**AIM OF THE TASK:** Rewrite the stretch of lines from the one containing "the front bumper" through the one containing "149], [204, 153]]", swapping "chrome hubcap" for "steel hubcap" and leaving everything else unchanged.

**GIVEN DATA:**

▼▼▼

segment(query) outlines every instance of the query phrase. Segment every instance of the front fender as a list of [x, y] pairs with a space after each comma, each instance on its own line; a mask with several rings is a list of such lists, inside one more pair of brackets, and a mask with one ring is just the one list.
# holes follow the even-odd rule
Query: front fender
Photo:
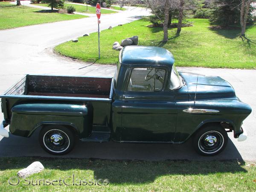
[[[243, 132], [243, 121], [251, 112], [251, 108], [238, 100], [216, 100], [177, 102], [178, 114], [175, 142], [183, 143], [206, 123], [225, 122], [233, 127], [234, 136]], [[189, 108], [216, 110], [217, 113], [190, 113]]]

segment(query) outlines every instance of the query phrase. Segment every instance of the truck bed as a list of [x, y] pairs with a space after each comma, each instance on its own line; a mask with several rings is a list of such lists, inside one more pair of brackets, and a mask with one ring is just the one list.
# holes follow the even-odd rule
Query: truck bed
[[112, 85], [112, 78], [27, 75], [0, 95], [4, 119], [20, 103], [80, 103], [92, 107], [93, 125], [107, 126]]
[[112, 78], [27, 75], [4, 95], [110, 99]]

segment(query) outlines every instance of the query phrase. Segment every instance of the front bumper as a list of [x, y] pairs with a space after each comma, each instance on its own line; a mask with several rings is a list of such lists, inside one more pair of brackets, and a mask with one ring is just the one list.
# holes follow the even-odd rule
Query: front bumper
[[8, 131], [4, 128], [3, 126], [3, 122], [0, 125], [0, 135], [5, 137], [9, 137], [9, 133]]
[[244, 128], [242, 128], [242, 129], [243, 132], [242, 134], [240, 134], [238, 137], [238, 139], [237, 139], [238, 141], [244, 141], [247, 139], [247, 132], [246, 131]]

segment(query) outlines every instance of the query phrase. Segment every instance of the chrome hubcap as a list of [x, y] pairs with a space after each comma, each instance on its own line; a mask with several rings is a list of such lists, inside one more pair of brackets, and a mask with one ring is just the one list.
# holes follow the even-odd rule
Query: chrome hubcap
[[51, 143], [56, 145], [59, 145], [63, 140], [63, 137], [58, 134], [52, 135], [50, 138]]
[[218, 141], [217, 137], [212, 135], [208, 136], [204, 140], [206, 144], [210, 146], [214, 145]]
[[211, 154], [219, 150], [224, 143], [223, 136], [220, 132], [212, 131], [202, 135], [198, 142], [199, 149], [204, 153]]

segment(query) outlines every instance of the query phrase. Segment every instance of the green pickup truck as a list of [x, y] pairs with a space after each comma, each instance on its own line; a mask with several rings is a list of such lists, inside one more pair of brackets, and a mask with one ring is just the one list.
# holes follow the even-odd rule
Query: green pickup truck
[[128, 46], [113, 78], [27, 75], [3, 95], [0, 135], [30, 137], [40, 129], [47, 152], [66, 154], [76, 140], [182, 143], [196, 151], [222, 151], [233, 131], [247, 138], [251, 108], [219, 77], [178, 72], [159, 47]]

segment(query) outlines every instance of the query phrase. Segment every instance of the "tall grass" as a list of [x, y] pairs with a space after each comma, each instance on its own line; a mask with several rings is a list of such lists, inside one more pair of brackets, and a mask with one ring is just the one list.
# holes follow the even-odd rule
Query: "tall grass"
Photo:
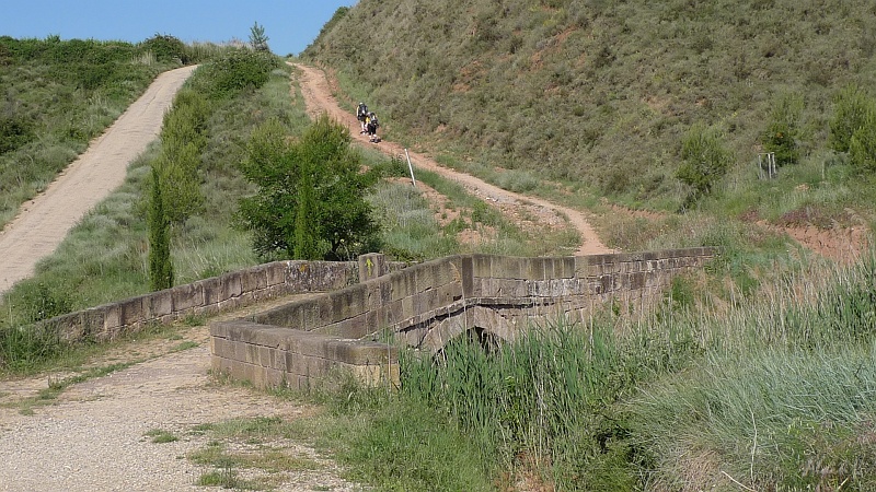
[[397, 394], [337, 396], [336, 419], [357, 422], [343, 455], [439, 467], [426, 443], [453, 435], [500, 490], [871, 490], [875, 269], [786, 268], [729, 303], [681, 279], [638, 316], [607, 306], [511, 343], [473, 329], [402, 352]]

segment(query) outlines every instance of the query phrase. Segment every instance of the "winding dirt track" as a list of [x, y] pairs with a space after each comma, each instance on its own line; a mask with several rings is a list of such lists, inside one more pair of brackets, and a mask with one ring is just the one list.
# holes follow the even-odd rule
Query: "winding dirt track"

▲▲▲

**REPLY TO THE TASK:**
segment(query) outlines every instance of the query phrase. Segment every instance of the front bumper as a list of [x, y] pairs with a space after each comma, each instance on its own line; a mask with several rings is a list of such lists, inside one more pair of brackets, and a mask with one ring is just the one list.
# holes follow the even-odd rule
Query: front bumper
[[8, 131], [4, 128], [3, 126], [3, 122], [0, 125], [0, 135], [5, 137], [9, 137], [9, 133]]
[[244, 128], [242, 128], [242, 129], [243, 132], [242, 134], [240, 134], [238, 137], [238, 139], [237, 139], [238, 141], [244, 141], [247, 139], [247, 132], [246, 131]]

segment(query) outlines every instance of the query phrase. Segment every instance of the steel hubcap as a list of [x, y] pairs with a space after each comma, each instance on its own line; a mask with several rings is a list of such lists, inside one more pair of brackets, and a mask with one ring is just the one list.
# holes follow the even-odd rule
Query: steel hubcap
[[51, 143], [56, 145], [59, 145], [63, 140], [63, 137], [58, 134], [52, 135], [50, 138]]
[[218, 141], [217, 137], [212, 135], [208, 136], [204, 140], [206, 144], [210, 146], [214, 145]]
[[211, 154], [219, 150], [224, 143], [223, 136], [220, 132], [212, 131], [202, 135], [198, 142], [199, 149], [204, 153]]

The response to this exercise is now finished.